How the Church Grows (pt. II) [Pastoral Letters]

In July, I’ll be returning from a sabbatical year to be the lead pastor of the Offerings Community at First UMC in Lexington, KY. I’m sharing some pastoral letters with them in advance of that return. Though some notes here are specific to that congregation, the letters are a broad attempt to share a pastoral theology.

how the church grows

Last week, I shared part I of “How the church grows” (see it here). Here’s the second part…

Service

Our service is an essential part of the church’s growth. I mentioned staff positions last week, but no matter how much money we have, we never plan to “hire” most of the work we have to do as a church. We’re a body, and we all have a part to play in this.

We grow when you serve within the church—when you change diapers in the nursery or greet people at the doors or show up with meals after someone has been sick. On any given Sunday morning, the number of people we rely on to serve is amazing. This past Sunday, nearly one-third of the people in attendance were formally listed as serving somewhere. And a lot of the rest of you were serving in some unofficial capacity.

This isn’t just about keeping the machine running. This is about caring for people well, doing the small things that create an environment for relationships to grow, for people to worship without distraction, for people to hear a word from God.

We grow when you serve outside the church, too—when you show up at Room in the Inn to share a meal and fellowship, when you fly to Haiti to help in an orphanage, when you go across the street to mow an elderly neighbor’s lawn.

Maybe it’s less obvious how those things affect our growth, but I think they’re crucial to it. These are the things that remind us we’re a sent people.

———

▸ **Aim A**:
List every act of service the pastoral letter on church growth names, both inside and outside the church.
▸ **Aim B**:
Carry the pastoral letter on church growth forward, starting after its final sentence.

———

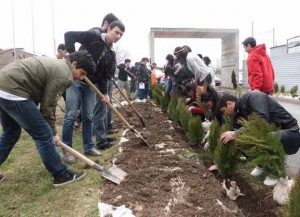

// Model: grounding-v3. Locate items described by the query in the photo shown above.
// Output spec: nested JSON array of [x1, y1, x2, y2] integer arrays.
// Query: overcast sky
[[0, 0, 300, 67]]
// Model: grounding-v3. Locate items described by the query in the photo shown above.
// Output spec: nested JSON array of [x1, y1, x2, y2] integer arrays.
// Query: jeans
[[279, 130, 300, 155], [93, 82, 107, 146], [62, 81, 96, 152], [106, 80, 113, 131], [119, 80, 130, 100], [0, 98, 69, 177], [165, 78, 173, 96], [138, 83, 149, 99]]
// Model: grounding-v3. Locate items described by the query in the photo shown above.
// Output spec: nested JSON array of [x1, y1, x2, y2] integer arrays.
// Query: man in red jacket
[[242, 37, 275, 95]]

———

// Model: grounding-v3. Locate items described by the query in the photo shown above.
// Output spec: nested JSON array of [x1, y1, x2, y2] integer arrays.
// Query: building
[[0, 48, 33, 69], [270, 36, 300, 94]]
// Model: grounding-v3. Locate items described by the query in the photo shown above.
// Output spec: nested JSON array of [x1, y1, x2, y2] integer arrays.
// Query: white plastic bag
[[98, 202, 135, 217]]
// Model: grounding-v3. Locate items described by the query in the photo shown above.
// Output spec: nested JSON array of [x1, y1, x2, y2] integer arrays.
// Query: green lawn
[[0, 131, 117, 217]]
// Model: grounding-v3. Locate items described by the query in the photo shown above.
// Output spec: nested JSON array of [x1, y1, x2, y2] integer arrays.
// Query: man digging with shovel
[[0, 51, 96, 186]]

———

▸ **Task answer A**:
- Changing diapers in the nursery
- Greeting people at the doors
- Showing up with meals after someone has been sick
- Showing up at Room in the Inn to share a meal and fellowship
- Flying to Haiti to help in an orphanage
- Going across the street to mow an elderly neighbor's lawn

▸ **Task answer B**:
I believe God calls out to the world, calling people to come into the church. But God also calls into the church, calling us to go out to the world.

The story of a lot of declining American churches is about churches that got self-absorbed and forgot their calling to go out into the world. If we ever forget that calling, we’re bound to shrink away. And no one else will much notice or care.

So I urge all of us to serve. Specifically, if we can, to find two ways to serve—something in the church, and something out in the world. How can you take some of the time and talents and energy and passion God has given you, and put it to use within our community? And where can you do the same out in the world?

Witness

For a lot of us, this one is the hardest. I would guess it’s the one least practiced. But we must do it! The church grows when we share the good news—when we’re bold and passionate enough to point to Christ and tell people that he’s King, and that he’s changing our lives.

Our lives are a witness themselves. Our lives reveal God’s work in us when faith sustains us through hard times, or when faith leads us to make hard decisions, or when the love of Christ shows through us.

Our witness at least includes having lives that reveal Christ as our Lord. But I think it needs to mean more, too. It needs to mean a clear invitation.

Maybe that’s an invitation into the church community—I hope someone who takes you up on that invitation will encounter God in our midst.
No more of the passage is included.